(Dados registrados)
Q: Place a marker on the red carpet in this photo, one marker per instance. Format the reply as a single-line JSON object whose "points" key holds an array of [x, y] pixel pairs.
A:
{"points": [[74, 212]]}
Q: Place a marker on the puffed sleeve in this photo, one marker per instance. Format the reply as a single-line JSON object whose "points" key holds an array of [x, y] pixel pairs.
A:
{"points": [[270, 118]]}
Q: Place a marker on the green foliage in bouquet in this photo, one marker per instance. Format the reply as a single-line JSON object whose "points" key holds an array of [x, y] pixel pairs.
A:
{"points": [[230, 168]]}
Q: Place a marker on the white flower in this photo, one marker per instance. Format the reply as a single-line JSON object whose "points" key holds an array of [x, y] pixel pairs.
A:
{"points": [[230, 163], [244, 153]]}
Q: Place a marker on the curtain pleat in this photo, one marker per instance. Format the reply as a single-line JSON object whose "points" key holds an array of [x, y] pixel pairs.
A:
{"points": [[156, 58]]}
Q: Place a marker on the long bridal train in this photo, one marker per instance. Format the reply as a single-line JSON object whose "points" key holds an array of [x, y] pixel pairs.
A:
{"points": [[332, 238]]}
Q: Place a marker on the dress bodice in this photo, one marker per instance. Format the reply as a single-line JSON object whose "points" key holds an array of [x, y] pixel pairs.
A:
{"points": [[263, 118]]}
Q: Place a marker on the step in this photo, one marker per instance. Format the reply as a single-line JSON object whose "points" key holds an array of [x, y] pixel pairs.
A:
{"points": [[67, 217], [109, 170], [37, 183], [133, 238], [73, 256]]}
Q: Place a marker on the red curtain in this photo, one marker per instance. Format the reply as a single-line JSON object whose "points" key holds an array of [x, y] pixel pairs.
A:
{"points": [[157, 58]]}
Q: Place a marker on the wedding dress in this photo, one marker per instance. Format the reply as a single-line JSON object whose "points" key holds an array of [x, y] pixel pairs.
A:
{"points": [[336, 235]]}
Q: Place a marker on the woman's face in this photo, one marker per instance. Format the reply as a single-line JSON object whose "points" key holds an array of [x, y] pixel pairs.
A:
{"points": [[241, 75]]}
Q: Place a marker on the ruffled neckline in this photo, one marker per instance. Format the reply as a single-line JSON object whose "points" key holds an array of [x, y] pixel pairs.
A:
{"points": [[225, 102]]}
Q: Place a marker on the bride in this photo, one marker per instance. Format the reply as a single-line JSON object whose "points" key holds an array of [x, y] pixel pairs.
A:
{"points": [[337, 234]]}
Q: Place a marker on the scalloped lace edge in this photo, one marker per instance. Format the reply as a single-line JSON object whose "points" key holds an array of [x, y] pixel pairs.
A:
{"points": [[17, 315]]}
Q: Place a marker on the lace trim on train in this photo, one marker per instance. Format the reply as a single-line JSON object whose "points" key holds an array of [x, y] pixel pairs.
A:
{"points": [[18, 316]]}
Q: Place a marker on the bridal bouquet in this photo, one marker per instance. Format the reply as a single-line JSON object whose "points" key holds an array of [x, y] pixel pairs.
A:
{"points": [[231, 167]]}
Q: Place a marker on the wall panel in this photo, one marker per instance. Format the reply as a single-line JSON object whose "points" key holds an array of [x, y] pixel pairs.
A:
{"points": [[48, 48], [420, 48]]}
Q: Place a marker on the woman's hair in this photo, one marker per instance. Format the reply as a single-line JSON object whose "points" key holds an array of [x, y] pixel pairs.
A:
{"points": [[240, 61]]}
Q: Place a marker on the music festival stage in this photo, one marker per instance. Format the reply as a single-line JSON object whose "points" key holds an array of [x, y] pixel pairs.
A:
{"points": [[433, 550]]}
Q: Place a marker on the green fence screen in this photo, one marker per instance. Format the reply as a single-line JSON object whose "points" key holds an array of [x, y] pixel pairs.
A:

--- O que fazer ---
Você pode reproduzir a listagem acima inteira, do começo ao fim, sem mudar nenhuma linha?

--- Resultado da tarefa ---
Q: Place a marker on the red carpet in this photo, one marker per instance. Format the reply as a single-line JSON object whose "points" key holds an array of [x, y] pixel pairs.
A:
{"points": [[74, 212]]}
Q: Place a marker on the puffed sleeve in this photo, one marker per instance. Format the reply as a single-line JSON object whose "points" key holds an array of [x, y] pixel pairs.
A:
{"points": [[270, 118]]}
Q: Place a marker on the green foliage in bouquet in this photo, one marker per instance. Format the reply as a single-line JSON object whose "points" key holds an array of [x, y] pixel pairs.
A:
{"points": [[230, 168]]}
Q: Place a marker on the white flower in this photo, one marker per instance. Format the reply as a single-line JSON object whose "points" key holds an array of [x, y] pixel pairs.
A:
{"points": [[230, 163], [244, 153]]}
Q: Place a marker on the curtain pleat in this photo, one marker per instance. Format the reply as a single-line JSON object whose "points" key holds an array of [x, y] pixel pairs.
A:
{"points": [[156, 58]]}
Q: Place a marker on the long bridal train in this photo, one marker per instance. Format the reply as a single-line JSON object whose "points" key holds an array of [x, y] pixel pairs.
A:
{"points": [[332, 238]]}
Q: Place a marker on the dress bodice in this photo, one marker per instance. Format the reply as a single-line JSON object whose "points" key holds an array of [x, y] pixel pairs.
A:
{"points": [[263, 118]]}
Q: Place a marker on the step in this photo, one marker per instance. Format the reply as a single-line JSON object whose "points" key holds an array of [x, y] pixel pairs.
A:
{"points": [[67, 217], [109, 170], [37, 183], [133, 238], [73, 256]]}
Q: Place a marker on the red curtain in this photo, one marker per instance. Format the reply as a single-line JSON object whose "points" key holds an array of [x, y] pixel pairs.
A:
{"points": [[157, 58]]}
Q: Place a marker on the wedding dress in this photo, one marker per instance. Format the reply as a single-line JSON object whose "points" key holds an array of [x, y] pixel pairs.
A:
{"points": [[336, 235]]}
Q: Place a marker on the woman's face in this photo, one marker per instance. Format the reply as a single-line JSON object whose "points" key holds an array of [x, y] pixel pairs.
A:
{"points": [[241, 75]]}
Q: Place a marker on the ruffled neckline in this photo, one marker per instance. Format the reply as a single-line JSON object whose "points" key holds an array of [x, y] pixel pairs.
A:
{"points": [[225, 102]]}
Q: Place a marker on the bride in this photo, one marker per instance. Format the reply as a single-line JSON object whose "points" key holds an array of [x, y] pixel pairs.
A:
{"points": [[337, 234]]}
Q: Place a marker on the scalloped lace edge in this photo, one marker per instance. Format the reply as a single-line JSON object whose "points" key holds an array of [x, y] pixel pairs.
A:
{"points": [[17, 315]]}
Q: Place a marker on the lace trim on train in this photo, one marker per instance. Format the reply as a single-line JSON object whose "points" key holds an array of [x, y] pixel pairs.
A:
{"points": [[18, 316]]}
Q: Place a marker on the bridal bouquet in this photo, one marker per instance. Format the reply as a single-line JSON object whose "points" key holds an array of [x, y] pixel pairs.
A:
{"points": [[231, 167]]}
Q: Place a marker on the wall panel in this photo, one marker per instance. Format the reply as a single-line JSON object whose "points" key holds an array of [x, y] pixel pairs.
A:
{"points": [[48, 48], [420, 48]]}
Q: Place a marker on the woman's hair in this photo, one marker per instance. Format the reply as a single-line JSON object whose "points" key holds an array of [x, y] pixel pairs.
A:
{"points": [[240, 61]]}
Q: Place a marker on the music festival stage in this photo, one marker per instance. Format the reply as a single-line JSON object whose "points" key holds an array of [x, y] pixel pairs.
A:
{"points": [[433, 550]]}
Q: Place a marker on the green fence screen in this photo, one marker per instance. Format the reply as a single-line JSON object whose "points" key holds an array of [x, y] pixel pairs.
A:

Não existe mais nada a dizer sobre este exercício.